> **Task instructions**
[1] Using the R text below, decide whether each statement agrees with it. Answer yes or no for each, quoting the exact deciding words.
(a) An element of a list can itself be another list.
(b) The text covers higher dimensional arrays in detail.
(c) The values 1 and 2 can be used in algebra as they are.
[2] Please explain in one to three sentences why the R text below leaves out higher dimensional arrays.
[3] Translate this sentence from the R text below into Spanish: "You can see that 1 and 2 are character values because they are quoted."

> **Text section**

┄┄┄┄┄┄

You can see that 1 and 2 are character values because they are quoted.
You could not use them in algebra without first converting them back to
numbers. Note that the column names were set by providing them to
cbind
A matrix is a two dimensional array. Higher dimensional arrays can also
be created. See help(array)
, but these data structures are not that
commonly used, so we do not discuss them here.
List
A list
is a very flexible container to store data. Each element of a
list can contain any type of R object, e.g. a vector, matrix,
data.frame, another list, or more complex data types.
A simple list:
list(1:3)
## [[1]]
## [1] 1 2 3
It shows that the first element [[1]]
contains a vector of
1, 2, 3
Here is one with two data types.
e <- list(c(2,5), 'abc')
e
## [[1]]
## [1] 2 5
##
## [[2]]
## [1] "abc"

┄┄┄┄┄┄

> **Information supplied**

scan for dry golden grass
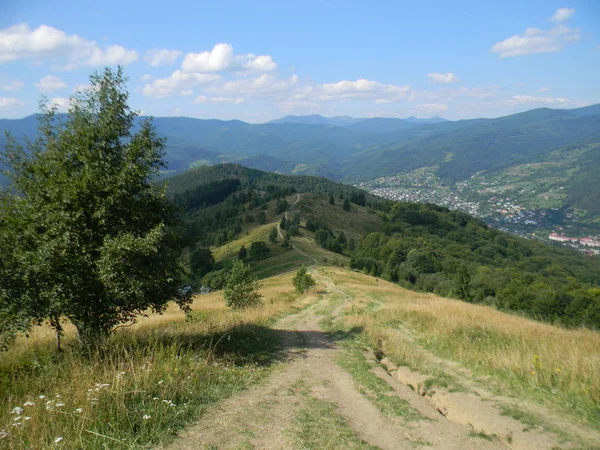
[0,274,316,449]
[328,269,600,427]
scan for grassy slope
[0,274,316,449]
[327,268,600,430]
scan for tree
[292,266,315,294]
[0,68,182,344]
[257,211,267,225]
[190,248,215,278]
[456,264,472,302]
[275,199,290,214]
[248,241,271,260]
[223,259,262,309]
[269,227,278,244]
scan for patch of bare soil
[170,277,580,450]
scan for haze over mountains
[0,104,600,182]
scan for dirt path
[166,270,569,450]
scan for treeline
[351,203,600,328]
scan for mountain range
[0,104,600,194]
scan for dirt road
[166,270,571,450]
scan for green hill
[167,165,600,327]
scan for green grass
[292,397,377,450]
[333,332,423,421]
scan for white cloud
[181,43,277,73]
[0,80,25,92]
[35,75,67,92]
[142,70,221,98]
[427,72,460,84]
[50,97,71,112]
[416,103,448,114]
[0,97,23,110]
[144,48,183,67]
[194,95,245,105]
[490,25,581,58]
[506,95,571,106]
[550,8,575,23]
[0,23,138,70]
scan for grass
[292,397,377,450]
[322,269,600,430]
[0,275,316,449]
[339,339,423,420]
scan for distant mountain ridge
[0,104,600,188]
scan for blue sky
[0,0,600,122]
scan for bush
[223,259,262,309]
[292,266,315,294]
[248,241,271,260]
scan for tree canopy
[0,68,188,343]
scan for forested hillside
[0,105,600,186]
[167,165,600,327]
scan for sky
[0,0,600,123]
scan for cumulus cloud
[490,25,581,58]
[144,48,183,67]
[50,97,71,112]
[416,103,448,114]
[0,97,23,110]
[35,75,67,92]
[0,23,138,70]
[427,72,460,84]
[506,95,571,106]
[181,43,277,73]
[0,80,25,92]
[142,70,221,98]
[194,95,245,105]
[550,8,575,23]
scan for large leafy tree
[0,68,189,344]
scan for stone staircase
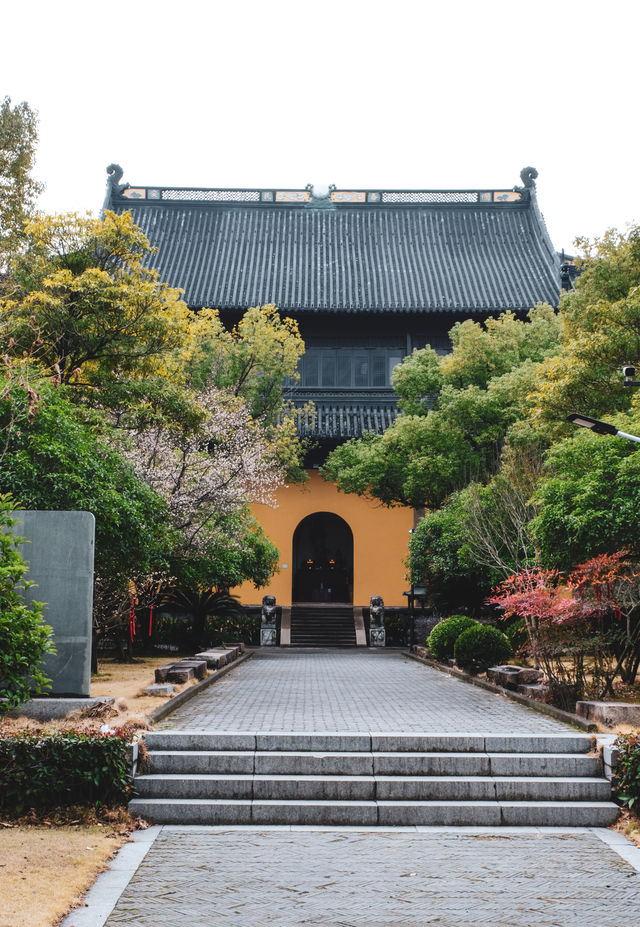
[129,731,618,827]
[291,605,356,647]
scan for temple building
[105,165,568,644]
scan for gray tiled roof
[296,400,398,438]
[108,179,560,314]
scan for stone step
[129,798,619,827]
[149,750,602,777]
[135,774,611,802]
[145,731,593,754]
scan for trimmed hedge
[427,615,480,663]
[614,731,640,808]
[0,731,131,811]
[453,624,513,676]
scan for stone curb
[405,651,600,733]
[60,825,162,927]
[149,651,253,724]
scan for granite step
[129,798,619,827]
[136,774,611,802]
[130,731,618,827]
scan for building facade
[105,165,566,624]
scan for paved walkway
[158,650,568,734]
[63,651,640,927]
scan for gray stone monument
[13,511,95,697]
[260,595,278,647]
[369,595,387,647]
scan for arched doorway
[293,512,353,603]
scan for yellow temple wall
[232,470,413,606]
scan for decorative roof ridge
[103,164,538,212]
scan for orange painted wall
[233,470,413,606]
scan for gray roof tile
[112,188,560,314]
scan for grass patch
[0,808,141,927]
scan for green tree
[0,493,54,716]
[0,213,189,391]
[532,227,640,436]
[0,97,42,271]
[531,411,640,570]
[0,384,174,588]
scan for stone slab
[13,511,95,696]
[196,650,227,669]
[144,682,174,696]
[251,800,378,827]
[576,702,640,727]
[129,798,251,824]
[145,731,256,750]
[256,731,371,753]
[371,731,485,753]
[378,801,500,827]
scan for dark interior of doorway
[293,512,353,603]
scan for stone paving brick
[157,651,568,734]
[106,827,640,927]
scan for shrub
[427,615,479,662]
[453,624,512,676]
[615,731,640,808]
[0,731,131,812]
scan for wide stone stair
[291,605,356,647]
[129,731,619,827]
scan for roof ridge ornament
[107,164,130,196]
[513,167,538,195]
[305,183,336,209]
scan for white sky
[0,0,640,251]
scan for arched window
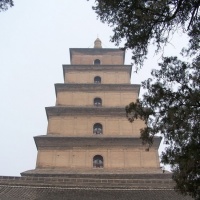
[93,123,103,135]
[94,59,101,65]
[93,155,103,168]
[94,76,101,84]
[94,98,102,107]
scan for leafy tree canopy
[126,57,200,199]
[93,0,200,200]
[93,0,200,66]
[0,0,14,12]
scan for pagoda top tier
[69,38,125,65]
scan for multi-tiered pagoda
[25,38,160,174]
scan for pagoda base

┄┄┄┄┄┄

> **Expected outputs**
[1]
(a) Yes: "Each element of a list can contain any type of R object, e.g. a vector, matrix, data.frame, another list, or more complex data types."
(b) No: "these data structures are not that commonly used, so we do not discuss them here."
(c) No: "You could not use them in algebra without first converting them back to numbers."

[2] The text says these data structures are not commonly used, so it does not discuss them. It refers the reader to help(array) instead.

[3] Se puede ver que 1 y 2 son valores de tipo carácter porque están entre comillas.